Repeat exactly the lines from the line containing "Ground beige blanket" through the last line of the records below, inclusive, and nothing else.

======

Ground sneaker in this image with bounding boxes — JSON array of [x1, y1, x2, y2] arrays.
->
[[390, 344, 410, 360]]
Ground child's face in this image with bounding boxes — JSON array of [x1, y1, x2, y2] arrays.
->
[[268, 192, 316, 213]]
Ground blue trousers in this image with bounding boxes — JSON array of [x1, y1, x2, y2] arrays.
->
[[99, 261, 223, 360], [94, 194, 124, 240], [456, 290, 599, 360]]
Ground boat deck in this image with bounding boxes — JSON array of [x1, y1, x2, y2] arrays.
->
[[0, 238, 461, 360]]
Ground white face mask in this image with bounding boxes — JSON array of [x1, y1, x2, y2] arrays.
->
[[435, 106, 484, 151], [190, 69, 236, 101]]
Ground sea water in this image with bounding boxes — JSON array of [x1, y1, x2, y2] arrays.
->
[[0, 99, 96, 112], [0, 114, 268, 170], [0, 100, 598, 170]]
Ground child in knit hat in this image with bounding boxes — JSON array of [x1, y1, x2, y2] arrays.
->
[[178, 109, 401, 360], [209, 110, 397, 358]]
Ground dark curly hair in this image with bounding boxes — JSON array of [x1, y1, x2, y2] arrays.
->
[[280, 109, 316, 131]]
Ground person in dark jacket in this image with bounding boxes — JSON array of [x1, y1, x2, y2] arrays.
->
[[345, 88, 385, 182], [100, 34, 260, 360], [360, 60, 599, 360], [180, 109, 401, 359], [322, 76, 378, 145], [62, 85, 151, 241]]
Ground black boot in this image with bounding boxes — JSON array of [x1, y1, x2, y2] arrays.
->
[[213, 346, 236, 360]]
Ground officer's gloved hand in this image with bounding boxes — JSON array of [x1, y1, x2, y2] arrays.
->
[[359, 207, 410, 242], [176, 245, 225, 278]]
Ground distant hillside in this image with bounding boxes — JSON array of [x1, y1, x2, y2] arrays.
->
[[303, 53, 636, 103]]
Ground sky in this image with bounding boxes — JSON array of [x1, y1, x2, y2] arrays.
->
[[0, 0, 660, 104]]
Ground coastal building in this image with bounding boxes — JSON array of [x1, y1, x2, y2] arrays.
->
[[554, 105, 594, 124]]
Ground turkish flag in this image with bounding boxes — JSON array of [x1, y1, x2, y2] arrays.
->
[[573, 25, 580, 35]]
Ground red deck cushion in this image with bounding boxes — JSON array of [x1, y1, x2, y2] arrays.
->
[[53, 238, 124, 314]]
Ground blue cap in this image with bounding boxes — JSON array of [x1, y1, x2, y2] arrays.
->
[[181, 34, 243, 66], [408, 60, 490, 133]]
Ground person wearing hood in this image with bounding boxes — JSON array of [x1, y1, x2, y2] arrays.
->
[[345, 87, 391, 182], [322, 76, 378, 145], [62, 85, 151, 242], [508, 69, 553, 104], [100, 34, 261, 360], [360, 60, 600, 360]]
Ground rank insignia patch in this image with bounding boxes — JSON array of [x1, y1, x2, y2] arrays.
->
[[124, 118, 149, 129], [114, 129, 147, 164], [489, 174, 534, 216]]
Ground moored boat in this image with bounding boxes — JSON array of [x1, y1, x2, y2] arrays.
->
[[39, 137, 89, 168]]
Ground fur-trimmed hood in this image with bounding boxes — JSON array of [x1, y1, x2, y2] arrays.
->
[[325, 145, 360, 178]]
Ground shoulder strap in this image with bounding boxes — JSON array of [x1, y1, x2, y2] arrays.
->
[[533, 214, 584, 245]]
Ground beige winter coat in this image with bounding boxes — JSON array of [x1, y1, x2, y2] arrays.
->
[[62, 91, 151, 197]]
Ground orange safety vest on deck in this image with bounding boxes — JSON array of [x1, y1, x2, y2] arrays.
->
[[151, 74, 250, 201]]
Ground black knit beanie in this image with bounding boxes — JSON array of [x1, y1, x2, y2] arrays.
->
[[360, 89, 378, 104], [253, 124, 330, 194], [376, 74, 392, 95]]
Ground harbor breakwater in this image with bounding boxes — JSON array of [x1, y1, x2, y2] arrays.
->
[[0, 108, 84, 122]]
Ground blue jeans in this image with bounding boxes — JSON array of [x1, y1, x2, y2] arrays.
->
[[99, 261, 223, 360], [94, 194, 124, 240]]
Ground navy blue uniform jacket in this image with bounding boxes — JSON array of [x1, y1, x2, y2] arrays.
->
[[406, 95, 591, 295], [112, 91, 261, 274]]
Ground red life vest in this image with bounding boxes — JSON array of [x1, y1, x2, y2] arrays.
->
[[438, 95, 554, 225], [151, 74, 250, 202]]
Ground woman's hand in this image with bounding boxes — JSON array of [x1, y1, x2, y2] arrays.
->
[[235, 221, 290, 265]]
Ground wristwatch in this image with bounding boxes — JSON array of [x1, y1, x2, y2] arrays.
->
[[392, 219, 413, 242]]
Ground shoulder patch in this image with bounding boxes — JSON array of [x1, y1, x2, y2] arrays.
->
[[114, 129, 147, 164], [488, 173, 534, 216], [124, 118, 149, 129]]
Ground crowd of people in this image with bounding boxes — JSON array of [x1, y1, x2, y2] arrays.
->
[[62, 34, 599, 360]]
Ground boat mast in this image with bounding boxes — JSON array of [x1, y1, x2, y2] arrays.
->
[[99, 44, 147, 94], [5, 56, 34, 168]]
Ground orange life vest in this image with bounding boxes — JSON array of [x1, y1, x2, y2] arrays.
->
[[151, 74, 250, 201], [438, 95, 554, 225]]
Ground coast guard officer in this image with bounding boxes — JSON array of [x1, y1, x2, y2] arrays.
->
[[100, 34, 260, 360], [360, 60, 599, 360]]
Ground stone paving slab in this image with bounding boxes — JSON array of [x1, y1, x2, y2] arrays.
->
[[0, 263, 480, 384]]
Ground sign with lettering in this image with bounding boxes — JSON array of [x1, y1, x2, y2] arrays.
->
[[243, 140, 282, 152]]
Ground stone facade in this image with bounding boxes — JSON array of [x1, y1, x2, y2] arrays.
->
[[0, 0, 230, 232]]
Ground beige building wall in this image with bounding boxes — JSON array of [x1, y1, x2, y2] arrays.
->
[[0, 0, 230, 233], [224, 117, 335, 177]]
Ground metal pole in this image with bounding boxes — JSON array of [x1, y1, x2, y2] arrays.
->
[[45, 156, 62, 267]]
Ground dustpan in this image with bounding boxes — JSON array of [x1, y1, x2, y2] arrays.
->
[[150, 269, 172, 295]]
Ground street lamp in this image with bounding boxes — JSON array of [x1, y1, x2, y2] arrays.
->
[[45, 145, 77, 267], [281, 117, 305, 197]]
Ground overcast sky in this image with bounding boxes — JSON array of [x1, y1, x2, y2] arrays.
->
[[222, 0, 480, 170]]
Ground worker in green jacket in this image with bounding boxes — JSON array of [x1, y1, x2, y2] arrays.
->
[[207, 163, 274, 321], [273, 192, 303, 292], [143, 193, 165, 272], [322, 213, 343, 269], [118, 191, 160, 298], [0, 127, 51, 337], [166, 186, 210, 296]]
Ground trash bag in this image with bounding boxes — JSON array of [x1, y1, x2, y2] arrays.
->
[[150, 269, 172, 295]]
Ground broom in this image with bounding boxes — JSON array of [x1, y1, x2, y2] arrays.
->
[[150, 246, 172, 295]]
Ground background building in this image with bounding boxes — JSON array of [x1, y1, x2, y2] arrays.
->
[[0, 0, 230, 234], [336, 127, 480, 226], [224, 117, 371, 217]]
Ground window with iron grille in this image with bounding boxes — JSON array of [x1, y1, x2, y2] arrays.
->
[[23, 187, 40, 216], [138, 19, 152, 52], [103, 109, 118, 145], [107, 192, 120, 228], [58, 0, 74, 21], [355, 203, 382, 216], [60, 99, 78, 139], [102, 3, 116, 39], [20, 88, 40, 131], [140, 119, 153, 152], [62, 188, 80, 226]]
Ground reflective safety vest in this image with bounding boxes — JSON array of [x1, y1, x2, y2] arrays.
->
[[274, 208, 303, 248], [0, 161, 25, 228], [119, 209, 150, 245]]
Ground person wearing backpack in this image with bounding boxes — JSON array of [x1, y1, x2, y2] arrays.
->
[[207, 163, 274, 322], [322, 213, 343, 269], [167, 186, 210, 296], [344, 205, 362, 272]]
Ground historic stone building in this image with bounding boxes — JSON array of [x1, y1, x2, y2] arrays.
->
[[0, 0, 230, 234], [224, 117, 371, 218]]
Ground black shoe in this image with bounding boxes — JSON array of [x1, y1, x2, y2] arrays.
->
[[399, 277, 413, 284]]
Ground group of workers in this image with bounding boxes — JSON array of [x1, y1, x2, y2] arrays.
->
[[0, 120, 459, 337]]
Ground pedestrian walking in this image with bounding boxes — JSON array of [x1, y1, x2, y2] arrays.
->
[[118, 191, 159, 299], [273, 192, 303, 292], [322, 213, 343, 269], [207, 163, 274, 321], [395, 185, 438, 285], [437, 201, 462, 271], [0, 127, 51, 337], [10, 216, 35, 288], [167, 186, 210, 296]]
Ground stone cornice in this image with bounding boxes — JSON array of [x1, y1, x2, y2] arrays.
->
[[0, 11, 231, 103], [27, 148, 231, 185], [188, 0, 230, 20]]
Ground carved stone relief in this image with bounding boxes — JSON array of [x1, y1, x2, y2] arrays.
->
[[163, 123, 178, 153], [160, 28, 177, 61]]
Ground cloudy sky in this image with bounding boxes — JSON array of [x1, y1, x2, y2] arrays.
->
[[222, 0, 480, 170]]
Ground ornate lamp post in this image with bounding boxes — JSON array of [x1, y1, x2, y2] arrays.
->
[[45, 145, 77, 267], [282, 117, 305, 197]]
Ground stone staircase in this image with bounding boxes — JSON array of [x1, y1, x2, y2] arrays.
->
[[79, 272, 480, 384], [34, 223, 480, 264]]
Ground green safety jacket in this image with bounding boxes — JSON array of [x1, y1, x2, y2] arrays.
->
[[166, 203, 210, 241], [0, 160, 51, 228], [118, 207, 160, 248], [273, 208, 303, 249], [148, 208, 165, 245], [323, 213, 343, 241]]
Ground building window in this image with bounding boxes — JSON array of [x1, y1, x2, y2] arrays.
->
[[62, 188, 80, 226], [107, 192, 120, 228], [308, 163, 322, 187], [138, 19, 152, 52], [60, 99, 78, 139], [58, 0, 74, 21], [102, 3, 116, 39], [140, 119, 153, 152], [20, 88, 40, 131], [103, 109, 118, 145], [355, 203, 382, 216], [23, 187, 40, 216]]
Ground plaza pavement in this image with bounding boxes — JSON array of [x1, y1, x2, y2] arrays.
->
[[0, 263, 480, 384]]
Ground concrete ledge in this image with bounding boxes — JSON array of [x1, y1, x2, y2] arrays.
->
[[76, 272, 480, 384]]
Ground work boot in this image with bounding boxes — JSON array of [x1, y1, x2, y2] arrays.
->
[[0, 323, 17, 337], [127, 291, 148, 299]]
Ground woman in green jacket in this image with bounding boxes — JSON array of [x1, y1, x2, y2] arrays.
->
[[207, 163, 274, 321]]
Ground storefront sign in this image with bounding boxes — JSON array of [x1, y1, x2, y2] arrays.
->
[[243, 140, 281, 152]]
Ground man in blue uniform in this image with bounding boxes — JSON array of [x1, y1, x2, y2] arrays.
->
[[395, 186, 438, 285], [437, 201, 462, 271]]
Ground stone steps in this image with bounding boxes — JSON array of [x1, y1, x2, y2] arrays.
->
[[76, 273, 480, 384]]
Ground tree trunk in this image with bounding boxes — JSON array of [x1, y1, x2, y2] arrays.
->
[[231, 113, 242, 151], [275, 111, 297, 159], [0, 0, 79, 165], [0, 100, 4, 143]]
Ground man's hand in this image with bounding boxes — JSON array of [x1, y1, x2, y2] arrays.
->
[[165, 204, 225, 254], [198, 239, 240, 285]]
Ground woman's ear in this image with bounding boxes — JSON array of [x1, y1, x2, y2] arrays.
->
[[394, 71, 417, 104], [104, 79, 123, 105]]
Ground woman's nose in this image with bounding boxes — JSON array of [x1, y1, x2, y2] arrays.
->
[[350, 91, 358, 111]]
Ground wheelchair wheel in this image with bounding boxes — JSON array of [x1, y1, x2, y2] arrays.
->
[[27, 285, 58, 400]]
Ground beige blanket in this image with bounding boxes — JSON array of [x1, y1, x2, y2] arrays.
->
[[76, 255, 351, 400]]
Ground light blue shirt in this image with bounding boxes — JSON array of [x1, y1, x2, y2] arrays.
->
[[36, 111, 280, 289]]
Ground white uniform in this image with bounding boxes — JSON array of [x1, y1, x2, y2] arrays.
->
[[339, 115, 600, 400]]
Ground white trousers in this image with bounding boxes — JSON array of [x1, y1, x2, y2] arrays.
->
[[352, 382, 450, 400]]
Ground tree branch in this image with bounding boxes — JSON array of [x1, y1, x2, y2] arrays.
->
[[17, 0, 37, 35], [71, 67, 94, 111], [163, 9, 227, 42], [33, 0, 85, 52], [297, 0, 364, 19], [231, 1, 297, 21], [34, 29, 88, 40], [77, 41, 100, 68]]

======

Full answer ::
Ground beige blanket in this image with bounding boxes — JSON array of [x1, y1, x2, y2] arrays.
->
[[76, 255, 351, 400]]
Ground light blue shirt in this image with bounding boxes — JSON array of [x1, y1, x2, y2] arrays.
->
[[36, 111, 280, 289]]
Ground white uniform in this image with bounding boxes — JSON array of [x1, y1, x2, y2] arrays.
->
[[339, 115, 600, 400]]
Ground white trousers in this image with bounding boxes — JSON array of [x1, y1, x2, y2] arrays.
->
[[352, 382, 450, 400]]
Ground tree branch in this image with bounding boxes — JSON array of [x1, y1, x2, y2] arrays.
->
[[17, 0, 37, 35], [71, 67, 94, 111], [163, 9, 227, 42], [33, 0, 85, 52], [297, 0, 364, 19], [231, 1, 297, 21], [34, 29, 88, 40], [77, 41, 100, 68]]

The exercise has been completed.